### Textauszug
----------

Damit nicht genug: Im Fußball gibt es den Knauf-Cup, die Schützenbrüder laden ihre Gewehre zum sogenannten Ostereischießen neben der Karl-Knauf-Halle. Kürzlich wurde das Iphöfer Knauf-Museum erweitert, eine Sammlung von Gipsabdrücken klassischer Reliefs.

Selbst bei der Infrastruktur reden die Knaufs mit. Vor fünf Wochen wurde der Flughafen Giebelstadt in der Nähe von Iphofen – einst eine Einrichtung der US-Armee – wieder für den Flugverkehr freigegeben. Die Anlage gehört jetzt zu 90 Prozent zum Knauf-Reich. Eine Million Euro investierte die Sippe, rund vier Millionen Euro sollen noch folgen.

Auch bei der Schienen- und Straßenplanung geht nichts gegen die Interessen des Gipsgeschlechts. So wurde vor fünf Jahren in Iphofen eine am Werk liegende Straße verlegt und machte einer Werkserweiterung Platz. Die Knaufs brauchen nicht einmal mit ihren Muskeln spielen. „Druck hat es nie gegeben“, sagt Iphofens Bürgermeister Josef Mend von den Freien Wählern. Politiker, das örtliche Gewerbe, die Arbeitnehmer wissen: Sie brauchen die Knaufs und die Knaufs brauchen sie. „Iphofen ist mit Knauf gewachsen“, kennzeichnet der sozialdemokratische Stadtrat Otto Kolesch die Symbiose zwischen Familie und Stadt.

Der Ton ist härter geworden

„Die Firmenbauten könnten landschaftsgerechter sein“ – viel an Kritik fällt dem grünen Kreistagsabgeordneten Hans Plate nicht ein, auch wenn Gipsgruben und Fabriken keine Ökonischen sind. Knauf nimmt Kritikern den Wind aus den Segeln: Alte Tagebaue versetzt die Gipsfirma wieder in den Naturzustand. Der Konzern leistet sich sogar einen eigenen Förster.

----------

### Bereitgestellte Angaben

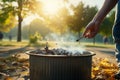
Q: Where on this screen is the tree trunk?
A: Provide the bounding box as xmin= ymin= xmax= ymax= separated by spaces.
xmin=17 ymin=0 xmax=23 ymax=42
xmin=17 ymin=15 xmax=22 ymax=42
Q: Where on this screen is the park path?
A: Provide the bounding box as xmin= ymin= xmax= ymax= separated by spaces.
xmin=86 ymin=47 xmax=117 ymax=64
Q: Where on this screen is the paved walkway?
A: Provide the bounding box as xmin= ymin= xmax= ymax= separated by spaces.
xmin=86 ymin=47 xmax=116 ymax=64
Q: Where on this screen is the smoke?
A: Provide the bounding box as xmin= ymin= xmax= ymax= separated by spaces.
xmin=45 ymin=33 xmax=85 ymax=54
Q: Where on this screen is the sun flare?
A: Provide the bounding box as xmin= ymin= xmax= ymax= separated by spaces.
xmin=42 ymin=0 xmax=60 ymax=15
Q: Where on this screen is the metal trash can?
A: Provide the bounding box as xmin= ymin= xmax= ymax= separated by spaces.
xmin=30 ymin=52 xmax=95 ymax=80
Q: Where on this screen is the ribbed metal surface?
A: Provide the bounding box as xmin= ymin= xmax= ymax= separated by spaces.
xmin=30 ymin=55 xmax=92 ymax=80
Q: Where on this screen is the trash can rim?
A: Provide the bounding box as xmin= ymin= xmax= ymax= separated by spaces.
xmin=26 ymin=51 xmax=96 ymax=57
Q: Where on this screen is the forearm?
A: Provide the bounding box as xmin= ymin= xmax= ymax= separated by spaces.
xmin=93 ymin=0 xmax=117 ymax=24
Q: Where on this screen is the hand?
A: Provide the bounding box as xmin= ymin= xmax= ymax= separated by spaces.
xmin=83 ymin=21 xmax=100 ymax=38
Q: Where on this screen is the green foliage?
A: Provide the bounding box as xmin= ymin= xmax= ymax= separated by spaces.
xmin=29 ymin=32 xmax=42 ymax=43
xmin=68 ymin=2 xmax=97 ymax=32
xmin=100 ymin=11 xmax=115 ymax=36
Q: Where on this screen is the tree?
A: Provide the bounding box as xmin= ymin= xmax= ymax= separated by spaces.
xmin=100 ymin=11 xmax=115 ymax=37
xmin=68 ymin=2 xmax=97 ymax=33
xmin=2 ymin=0 xmax=41 ymax=42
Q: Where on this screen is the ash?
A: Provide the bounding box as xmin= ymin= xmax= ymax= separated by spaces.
xmin=30 ymin=48 xmax=90 ymax=56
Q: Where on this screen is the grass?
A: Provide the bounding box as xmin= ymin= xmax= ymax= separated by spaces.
xmin=0 ymin=40 xmax=115 ymax=48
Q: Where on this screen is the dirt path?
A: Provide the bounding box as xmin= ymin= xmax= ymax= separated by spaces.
xmin=0 ymin=46 xmax=116 ymax=63
xmin=86 ymin=47 xmax=117 ymax=64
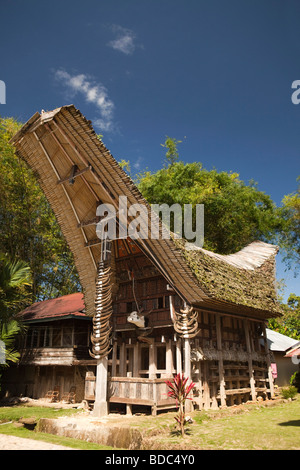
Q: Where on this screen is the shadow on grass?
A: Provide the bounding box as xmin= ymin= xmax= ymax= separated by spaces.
xmin=278 ymin=419 xmax=300 ymax=426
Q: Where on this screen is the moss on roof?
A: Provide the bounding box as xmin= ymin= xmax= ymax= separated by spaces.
xmin=174 ymin=239 xmax=281 ymax=315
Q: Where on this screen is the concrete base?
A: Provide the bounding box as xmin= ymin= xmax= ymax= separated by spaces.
xmin=92 ymin=401 xmax=108 ymax=418
xmin=38 ymin=417 xmax=143 ymax=450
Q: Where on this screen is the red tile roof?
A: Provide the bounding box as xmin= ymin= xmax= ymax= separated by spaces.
xmin=17 ymin=292 xmax=87 ymax=322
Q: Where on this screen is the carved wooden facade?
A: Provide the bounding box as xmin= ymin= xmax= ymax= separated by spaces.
xmin=8 ymin=106 xmax=279 ymax=413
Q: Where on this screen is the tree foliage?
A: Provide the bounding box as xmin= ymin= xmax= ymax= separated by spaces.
xmin=268 ymin=294 xmax=300 ymax=340
xmin=0 ymin=118 xmax=80 ymax=302
xmin=280 ymin=176 xmax=300 ymax=274
xmin=138 ymin=137 xmax=282 ymax=254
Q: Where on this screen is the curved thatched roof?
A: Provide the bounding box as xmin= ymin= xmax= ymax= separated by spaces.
xmin=174 ymin=239 xmax=279 ymax=315
xmin=12 ymin=105 xmax=277 ymax=318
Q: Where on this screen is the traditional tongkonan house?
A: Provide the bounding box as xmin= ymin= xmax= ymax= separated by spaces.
xmin=8 ymin=105 xmax=279 ymax=416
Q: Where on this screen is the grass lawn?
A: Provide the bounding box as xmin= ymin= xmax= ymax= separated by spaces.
xmin=129 ymin=394 xmax=300 ymax=450
xmin=0 ymin=394 xmax=300 ymax=450
xmin=0 ymin=405 xmax=113 ymax=450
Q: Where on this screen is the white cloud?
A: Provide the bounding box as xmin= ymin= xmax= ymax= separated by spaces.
xmin=108 ymin=25 xmax=136 ymax=55
xmin=55 ymin=70 xmax=115 ymax=131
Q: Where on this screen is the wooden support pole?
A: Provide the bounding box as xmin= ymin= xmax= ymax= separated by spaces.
xmin=149 ymin=339 xmax=156 ymax=379
xmin=111 ymin=341 xmax=118 ymax=377
xmin=93 ymin=356 xmax=108 ymax=418
xmin=244 ymin=319 xmax=256 ymax=401
xmin=176 ymin=338 xmax=182 ymax=374
xmin=216 ymin=314 xmax=226 ymax=406
xmin=133 ymin=341 xmax=141 ymax=377
xmin=262 ymin=323 xmax=275 ymax=398
xmin=166 ymin=339 xmax=173 ymax=377
xmin=184 ymin=339 xmax=193 ymax=412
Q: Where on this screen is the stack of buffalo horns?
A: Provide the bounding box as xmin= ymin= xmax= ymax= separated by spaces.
xmin=90 ymin=260 xmax=112 ymax=359
xmin=174 ymin=307 xmax=199 ymax=339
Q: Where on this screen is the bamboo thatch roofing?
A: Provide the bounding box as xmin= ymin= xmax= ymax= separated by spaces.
xmin=12 ymin=105 xmax=278 ymax=318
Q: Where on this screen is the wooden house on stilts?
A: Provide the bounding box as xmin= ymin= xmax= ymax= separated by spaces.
xmin=12 ymin=105 xmax=279 ymax=416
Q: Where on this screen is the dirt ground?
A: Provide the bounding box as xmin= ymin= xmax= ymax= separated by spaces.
xmin=0 ymin=434 xmax=77 ymax=450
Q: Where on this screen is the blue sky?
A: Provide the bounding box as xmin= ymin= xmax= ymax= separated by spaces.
xmin=0 ymin=0 xmax=300 ymax=295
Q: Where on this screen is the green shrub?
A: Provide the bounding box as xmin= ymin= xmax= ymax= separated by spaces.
xmin=281 ymin=385 xmax=298 ymax=398
xmin=290 ymin=371 xmax=300 ymax=392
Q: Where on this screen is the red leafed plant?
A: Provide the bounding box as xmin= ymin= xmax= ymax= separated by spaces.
xmin=166 ymin=374 xmax=195 ymax=436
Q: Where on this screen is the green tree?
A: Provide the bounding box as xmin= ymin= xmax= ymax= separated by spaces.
xmin=0 ymin=254 xmax=31 ymax=390
xmin=280 ymin=176 xmax=300 ymax=274
xmin=268 ymin=294 xmax=300 ymax=340
xmin=137 ymin=137 xmax=282 ymax=254
xmin=0 ymin=118 xmax=80 ymax=302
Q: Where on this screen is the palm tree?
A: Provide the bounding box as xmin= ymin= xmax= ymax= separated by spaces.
xmin=0 ymin=253 xmax=31 ymax=367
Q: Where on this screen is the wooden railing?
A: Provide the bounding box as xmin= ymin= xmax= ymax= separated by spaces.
xmin=108 ymin=377 xmax=176 ymax=415
xmin=85 ymin=373 xmax=176 ymax=415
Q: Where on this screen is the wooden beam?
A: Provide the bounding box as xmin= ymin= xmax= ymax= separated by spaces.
xmin=216 ymin=314 xmax=226 ymax=406
xmin=57 ymin=165 xmax=93 ymax=184
xmin=93 ymin=356 xmax=108 ymax=418
xmin=244 ymin=319 xmax=256 ymax=401
xmin=262 ymin=322 xmax=274 ymax=398
xmin=33 ymin=132 xmax=97 ymax=269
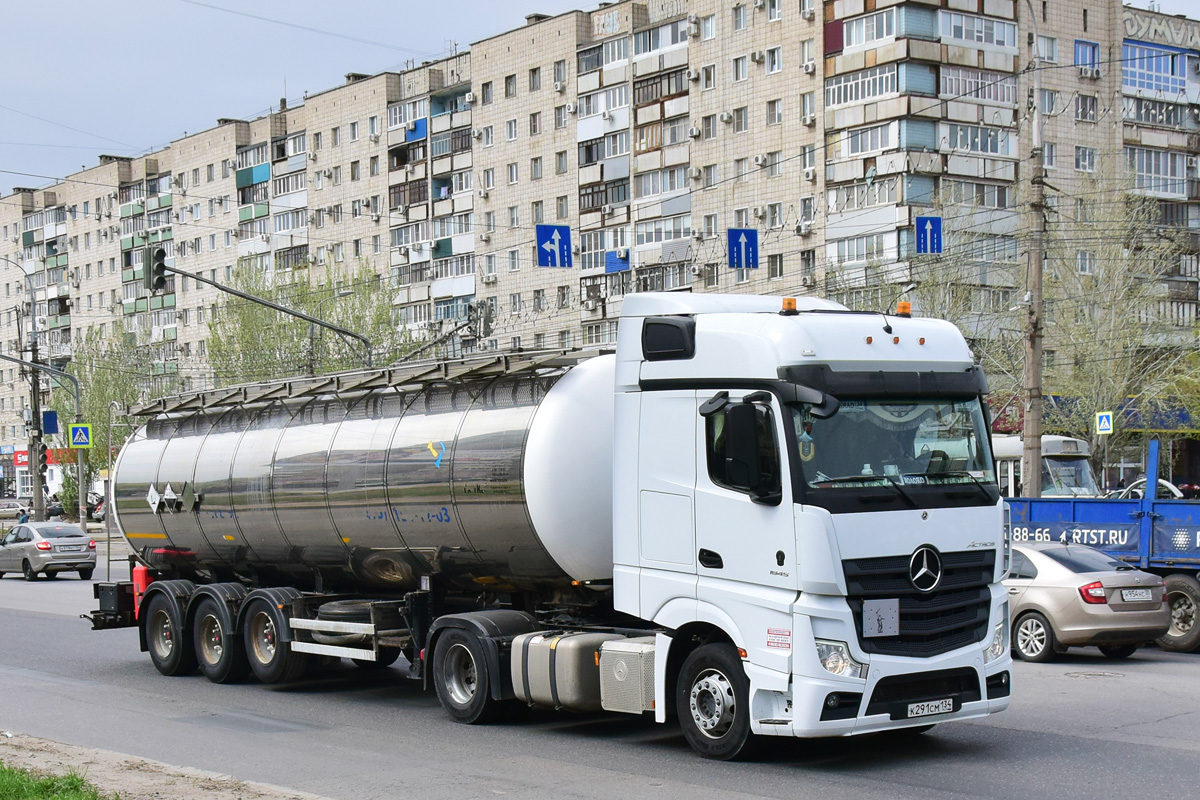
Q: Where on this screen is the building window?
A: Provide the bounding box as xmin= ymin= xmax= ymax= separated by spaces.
xmin=1075 ymin=40 xmax=1100 ymax=70
xmin=733 ymin=5 xmax=749 ymax=31
xmin=1042 ymin=142 xmax=1058 ymax=169
xmin=733 ymin=56 xmax=748 ymax=83
xmin=767 ymin=253 xmax=784 ymax=279
xmin=1038 ymin=36 xmax=1058 ymax=64
xmin=1075 ymin=145 xmax=1096 ymax=173
xmin=1075 ymin=95 xmax=1096 ymax=122
xmin=733 ymin=106 xmax=750 ymax=133
xmin=841 ymin=8 xmax=896 ymax=48
xmin=767 ymin=100 xmax=784 ymax=125
xmin=767 ymin=47 xmax=784 ymax=74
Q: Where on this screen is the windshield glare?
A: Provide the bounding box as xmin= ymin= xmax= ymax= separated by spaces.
xmin=1042 ymin=456 xmax=1099 ymax=497
xmin=791 ymin=398 xmax=996 ymax=489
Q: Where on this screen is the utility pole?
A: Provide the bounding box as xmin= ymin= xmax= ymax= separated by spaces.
xmin=1021 ymin=0 xmax=1046 ymax=498
xmin=25 ymin=299 xmax=46 ymax=519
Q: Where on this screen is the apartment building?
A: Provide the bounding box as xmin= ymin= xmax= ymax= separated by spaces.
xmin=0 ymin=0 xmax=1200 ymax=494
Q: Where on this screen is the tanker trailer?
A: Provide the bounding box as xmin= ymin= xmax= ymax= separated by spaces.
xmin=92 ymin=294 xmax=1010 ymax=758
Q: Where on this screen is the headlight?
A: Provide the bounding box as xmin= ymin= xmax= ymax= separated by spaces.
xmin=816 ymin=639 xmax=866 ymax=678
xmin=983 ymin=603 xmax=1008 ymax=663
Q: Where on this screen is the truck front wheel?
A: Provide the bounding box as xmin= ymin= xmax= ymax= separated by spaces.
xmin=192 ymin=597 xmax=250 ymax=684
xmin=676 ymin=643 xmax=750 ymax=760
xmin=144 ymin=591 xmax=196 ymax=675
xmin=1158 ymin=575 xmax=1200 ymax=652
xmin=241 ymin=599 xmax=308 ymax=684
xmin=433 ymin=628 xmax=499 ymax=724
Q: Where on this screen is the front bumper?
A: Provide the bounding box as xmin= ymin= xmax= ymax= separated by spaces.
xmin=751 ymin=593 xmax=1013 ymax=738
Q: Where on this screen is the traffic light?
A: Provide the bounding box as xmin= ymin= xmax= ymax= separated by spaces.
xmin=145 ymin=247 xmax=167 ymax=291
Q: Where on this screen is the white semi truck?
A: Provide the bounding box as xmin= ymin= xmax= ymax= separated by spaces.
xmin=92 ymin=294 xmax=1012 ymax=759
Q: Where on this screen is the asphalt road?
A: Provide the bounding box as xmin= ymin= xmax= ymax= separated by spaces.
xmin=0 ymin=564 xmax=1200 ymax=800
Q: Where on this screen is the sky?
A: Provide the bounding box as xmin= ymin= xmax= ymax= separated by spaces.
xmin=0 ymin=0 xmax=1200 ymax=196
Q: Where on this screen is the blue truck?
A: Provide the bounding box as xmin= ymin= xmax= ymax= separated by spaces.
xmin=1007 ymin=439 xmax=1200 ymax=652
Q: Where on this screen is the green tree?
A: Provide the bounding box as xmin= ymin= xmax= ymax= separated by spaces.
xmin=208 ymin=256 xmax=413 ymax=385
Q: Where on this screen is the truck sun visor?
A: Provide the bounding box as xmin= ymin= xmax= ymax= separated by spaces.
xmin=779 ymin=363 xmax=988 ymax=397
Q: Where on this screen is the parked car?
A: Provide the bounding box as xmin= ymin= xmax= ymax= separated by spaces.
xmin=1004 ymin=542 xmax=1171 ymax=661
xmin=0 ymin=522 xmax=96 ymax=581
xmin=0 ymin=500 xmax=29 ymax=519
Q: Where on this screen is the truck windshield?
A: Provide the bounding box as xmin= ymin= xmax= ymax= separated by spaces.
xmin=791 ymin=397 xmax=996 ymax=494
xmin=1042 ymin=456 xmax=1099 ymax=498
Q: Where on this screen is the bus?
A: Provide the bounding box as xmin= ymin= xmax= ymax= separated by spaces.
xmin=991 ymin=434 xmax=1102 ymax=498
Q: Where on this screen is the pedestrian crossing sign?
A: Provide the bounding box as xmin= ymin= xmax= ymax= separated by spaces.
xmin=70 ymin=425 xmax=91 ymax=450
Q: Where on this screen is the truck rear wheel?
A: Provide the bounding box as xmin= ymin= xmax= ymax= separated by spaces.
xmin=241 ymin=599 xmax=308 ymax=684
xmin=144 ymin=591 xmax=196 ymax=675
xmin=676 ymin=642 xmax=751 ymax=762
xmin=433 ymin=628 xmax=499 ymax=724
xmin=192 ymin=597 xmax=250 ymax=684
xmin=1158 ymin=575 xmax=1200 ymax=652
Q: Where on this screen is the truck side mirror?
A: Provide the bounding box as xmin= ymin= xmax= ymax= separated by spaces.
xmin=725 ymin=403 xmax=762 ymax=491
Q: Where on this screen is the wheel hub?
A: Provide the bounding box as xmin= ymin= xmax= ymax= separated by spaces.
xmin=689 ymin=669 xmax=737 ymax=739
xmin=1016 ymin=620 xmax=1046 ymax=656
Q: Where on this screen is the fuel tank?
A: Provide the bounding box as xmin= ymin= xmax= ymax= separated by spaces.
xmin=113 ymin=355 xmax=614 ymax=591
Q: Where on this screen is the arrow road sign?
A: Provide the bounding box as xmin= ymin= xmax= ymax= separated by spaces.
xmin=70 ymin=425 xmax=91 ymax=450
xmin=917 ymin=217 xmax=942 ymax=253
xmin=536 ymin=225 xmax=572 ymax=266
xmin=727 ymin=228 xmax=758 ymax=270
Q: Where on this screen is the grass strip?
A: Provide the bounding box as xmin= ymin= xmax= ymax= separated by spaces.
xmin=0 ymin=763 xmax=113 ymax=800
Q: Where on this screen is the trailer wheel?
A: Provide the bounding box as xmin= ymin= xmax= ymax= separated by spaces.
xmin=192 ymin=597 xmax=250 ymax=684
xmin=676 ymin=642 xmax=751 ymax=762
xmin=433 ymin=628 xmax=499 ymax=724
xmin=241 ymin=597 xmax=308 ymax=684
xmin=145 ymin=591 xmax=196 ymax=675
xmin=1158 ymin=575 xmax=1200 ymax=652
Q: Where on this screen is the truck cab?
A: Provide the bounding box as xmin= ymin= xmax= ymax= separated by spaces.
xmin=613 ymin=295 xmax=1010 ymax=747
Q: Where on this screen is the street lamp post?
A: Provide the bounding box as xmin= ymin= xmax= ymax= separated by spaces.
xmin=0 ymin=255 xmax=46 ymax=519
xmin=308 ymin=289 xmax=354 ymax=378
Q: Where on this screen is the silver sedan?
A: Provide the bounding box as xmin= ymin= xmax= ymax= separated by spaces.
xmin=0 ymin=522 xmax=96 ymax=581
xmin=1004 ymin=542 xmax=1171 ymax=661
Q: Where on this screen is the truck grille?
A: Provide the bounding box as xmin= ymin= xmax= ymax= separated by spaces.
xmin=841 ymin=551 xmax=996 ymax=657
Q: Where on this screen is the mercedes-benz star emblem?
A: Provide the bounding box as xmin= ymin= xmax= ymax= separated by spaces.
xmin=908 ymin=545 xmax=942 ymax=594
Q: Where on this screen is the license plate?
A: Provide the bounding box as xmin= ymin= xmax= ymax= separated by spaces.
xmin=908 ymin=697 xmax=954 ymax=717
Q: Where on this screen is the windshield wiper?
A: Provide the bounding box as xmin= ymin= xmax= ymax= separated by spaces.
xmin=925 ymin=470 xmax=991 ymax=500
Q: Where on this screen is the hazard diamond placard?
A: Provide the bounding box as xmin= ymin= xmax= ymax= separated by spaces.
xmin=70 ymin=425 xmax=91 ymax=450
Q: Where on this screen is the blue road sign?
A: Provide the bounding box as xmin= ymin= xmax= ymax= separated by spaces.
xmin=536 ymin=225 xmax=571 ymax=266
xmin=917 ymin=217 xmax=942 ymax=253
xmin=70 ymin=423 xmax=91 ymax=450
xmin=727 ymin=228 xmax=758 ymax=270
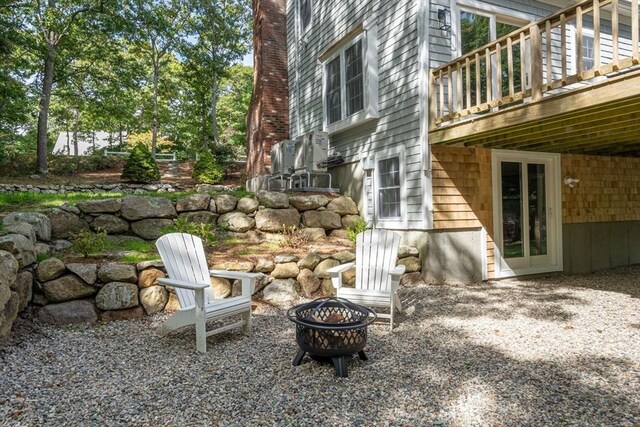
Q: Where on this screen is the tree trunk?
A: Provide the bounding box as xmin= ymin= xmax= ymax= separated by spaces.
xmin=151 ymin=59 xmax=160 ymax=159
xmin=211 ymin=71 xmax=219 ymax=145
xmin=199 ymin=95 xmax=209 ymax=150
xmin=73 ymin=109 xmax=80 ymax=156
xmin=64 ymin=120 xmax=71 ymax=156
xmin=36 ymin=43 xmax=57 ymax=175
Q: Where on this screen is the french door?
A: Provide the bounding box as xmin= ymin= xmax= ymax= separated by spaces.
xmin=493 ymin=150 xmax=562 ymax=277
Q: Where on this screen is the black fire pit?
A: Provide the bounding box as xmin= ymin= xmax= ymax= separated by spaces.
xmin=287 ymin=297 xmax=378 ymax=377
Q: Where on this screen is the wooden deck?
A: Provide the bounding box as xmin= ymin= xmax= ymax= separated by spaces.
xmin=429 ymin=0 xmax=640 ymax=156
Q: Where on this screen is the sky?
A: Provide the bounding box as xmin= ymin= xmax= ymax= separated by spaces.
xmin=242 ymin=51 xmax=253 ymax=67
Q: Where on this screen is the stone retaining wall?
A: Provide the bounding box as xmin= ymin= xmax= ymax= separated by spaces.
xmin=35 ymin=191 xmax=368 ymax=240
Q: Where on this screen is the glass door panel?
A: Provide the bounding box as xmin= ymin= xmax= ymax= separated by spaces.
xmin=527 ymin=163 xmax=547 ymax=256
xmin=493 ymin=150 xmax=562 ymax=277
xmin=500 ymin=162 xmax=524 ymax=258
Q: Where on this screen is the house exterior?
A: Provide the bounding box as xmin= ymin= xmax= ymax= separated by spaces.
xmin=249 ymin=0 xmax=640 ymax=282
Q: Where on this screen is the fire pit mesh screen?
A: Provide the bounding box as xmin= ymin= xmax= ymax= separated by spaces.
xmin=287 ymin=297 xmax=377 ymax=377
xmin=296 ymin=306 xmax=367 ymax=350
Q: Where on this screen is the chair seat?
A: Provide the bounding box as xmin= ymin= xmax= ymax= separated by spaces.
xmin=156 ymin=233 xmax=257 ymax=353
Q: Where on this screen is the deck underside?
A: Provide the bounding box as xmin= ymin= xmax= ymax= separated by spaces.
xmin=429 ymin=68 xmax=640 ymax=156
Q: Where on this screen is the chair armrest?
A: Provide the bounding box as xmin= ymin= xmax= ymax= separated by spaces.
xmin=158 ymin=278 xmax=211 ymax=291
xmin=327 ymin=262 xmax=354 ymax=277
xmin=327 ymin=262 xmax=354 ymax=289
xmin=209 ymin=270 xmax=261 ymax=296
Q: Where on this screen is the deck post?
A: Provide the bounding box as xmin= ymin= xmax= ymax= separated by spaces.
xmin=531 ymin=25 xmax=542 ymax=102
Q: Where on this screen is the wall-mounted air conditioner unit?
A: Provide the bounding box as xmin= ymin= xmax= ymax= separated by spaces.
xmin=294 ymin=131 xmax=329 ymax=172
xmin=271 ymin=139 xmax=296 ymax=175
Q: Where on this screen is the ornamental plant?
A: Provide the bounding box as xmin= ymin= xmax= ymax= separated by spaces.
xmin=122 ymin=143 xmax=160 ymax=184
xmin=192 ymin=150 xmax=224 ymax=184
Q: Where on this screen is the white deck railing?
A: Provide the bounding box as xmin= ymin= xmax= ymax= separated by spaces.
xmin=429 ymin=0 xmax=640 ymax=128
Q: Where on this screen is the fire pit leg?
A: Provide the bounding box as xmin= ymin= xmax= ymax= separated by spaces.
xmin=331 ymin=356 xmax=349 ymax=378
xmin=293 ymin=349 xmax=306 ymax=366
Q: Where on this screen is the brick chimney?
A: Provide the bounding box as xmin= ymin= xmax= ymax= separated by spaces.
xmin=247 ymin=0 xmax=289 ymax=180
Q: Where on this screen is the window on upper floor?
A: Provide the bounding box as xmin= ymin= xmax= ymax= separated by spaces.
xmin=580 ymin=30 xmax=595 ymax=70
xmin=321 ymin=18 xmax=378 ymax=133
xmin=298 ymin=0 xmax=313 ymax=33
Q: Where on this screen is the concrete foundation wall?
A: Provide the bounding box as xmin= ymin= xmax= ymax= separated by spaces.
xmin=562 ymin=221 xmax=640 ymax=273
xmin=400 ymin=228 xmax=486 ymax=283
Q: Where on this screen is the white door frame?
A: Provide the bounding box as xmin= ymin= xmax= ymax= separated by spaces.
xmin=491 ymin=150 xmax=563 ymax=278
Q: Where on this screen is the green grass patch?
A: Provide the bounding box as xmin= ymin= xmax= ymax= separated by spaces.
xmin=0 ymin=191 xmax=122 ymax=211
xmin=105 ymin=238 xmax=156 ymax=252
xmin=223 ymin=237 xmax=247 ymax=245
xmin=118 ymin=252 xmax=160 ymax=264
xmin=0 ymin=188 xmax=253 ymax=212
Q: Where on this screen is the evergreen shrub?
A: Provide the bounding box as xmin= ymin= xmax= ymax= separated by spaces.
xmin=122 ymin=143 xmax=160 ymax=184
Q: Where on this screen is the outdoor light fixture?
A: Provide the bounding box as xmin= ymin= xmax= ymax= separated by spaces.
xmin=360 ymin=153 xmax=376 ymax=171
xmin=564 ymin=175 xmax=580 ymax=188
xmin=438 ymin=7 xmax=451 ymax=31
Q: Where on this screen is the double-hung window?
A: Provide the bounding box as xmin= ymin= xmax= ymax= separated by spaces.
xmin=298 ymin=0 xmax=313 ymax=33
xmin=377 ymin=156 xmax=402 ymax=219
xmin=320 ymin=18 xmax=378 ymax=133
xmin=578 ymin=30 xmax=596 ymax=72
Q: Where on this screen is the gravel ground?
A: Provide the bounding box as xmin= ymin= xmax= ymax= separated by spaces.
xmin=0 ymin=267 xmax=640 ymax=426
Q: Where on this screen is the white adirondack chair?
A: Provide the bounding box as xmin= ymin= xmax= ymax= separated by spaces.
xmin=156 ymin=233 xmax=259 ymax=353
xmin=327 ymin=230 xmax=405 ymax=330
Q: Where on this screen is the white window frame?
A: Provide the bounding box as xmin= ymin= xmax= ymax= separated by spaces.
xmin=372 ymin=146 xmax=408 ymax=229
xmin=296 ymin=0 xmax=313 ymax=36
xmin=570 ymin=26 xmax=596 ymax=75
xmin=320 ymin=18 xmax=380 ymax=135
xmin=451 ymin=0 xmax=537 ymax=59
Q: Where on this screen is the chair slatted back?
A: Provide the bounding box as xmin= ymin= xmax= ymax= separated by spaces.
xmin=156 ymin=233 xmax=213 ymax=308
xmin=356 ymin=230 xmax=400 ymax=291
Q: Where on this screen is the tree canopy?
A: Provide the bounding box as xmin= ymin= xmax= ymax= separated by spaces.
xmin=0 ymin=0 xmax=253 ymax=173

----------

### Ziele
1: Übertrage den Abschnitt des Textauszugs von „Damit nicht genug: Im“ bis einschließlich „Gipsabdrücken klassischer Reliefs.“ wortgetreu.
2: Suche aus den Datensätzen jede Zeile heraus, in der die Zeichenfolge „path“ vorkommt, und gib diese Zeilen unverändert wieder.
Der Textauszug und die Datensätze sind zwei voneinander getrennte Materialien.

### Lösungen
1:
Damit nicht genug: Im Fußball gibt es den Knauf-Cup, die Schützenbrüder laden ihre Gewehre zum sogenannten Ostereischießen neben der Karl-Knauf-Halle. Kürzlich wurde das Iphöfer Knauf-Museum erweitert, eine Sammlung von Gipsabdrücken klassischer Reliefs.

2:
Q: Where on this screen is the park path?
Q: Where on this screen is the dirt path?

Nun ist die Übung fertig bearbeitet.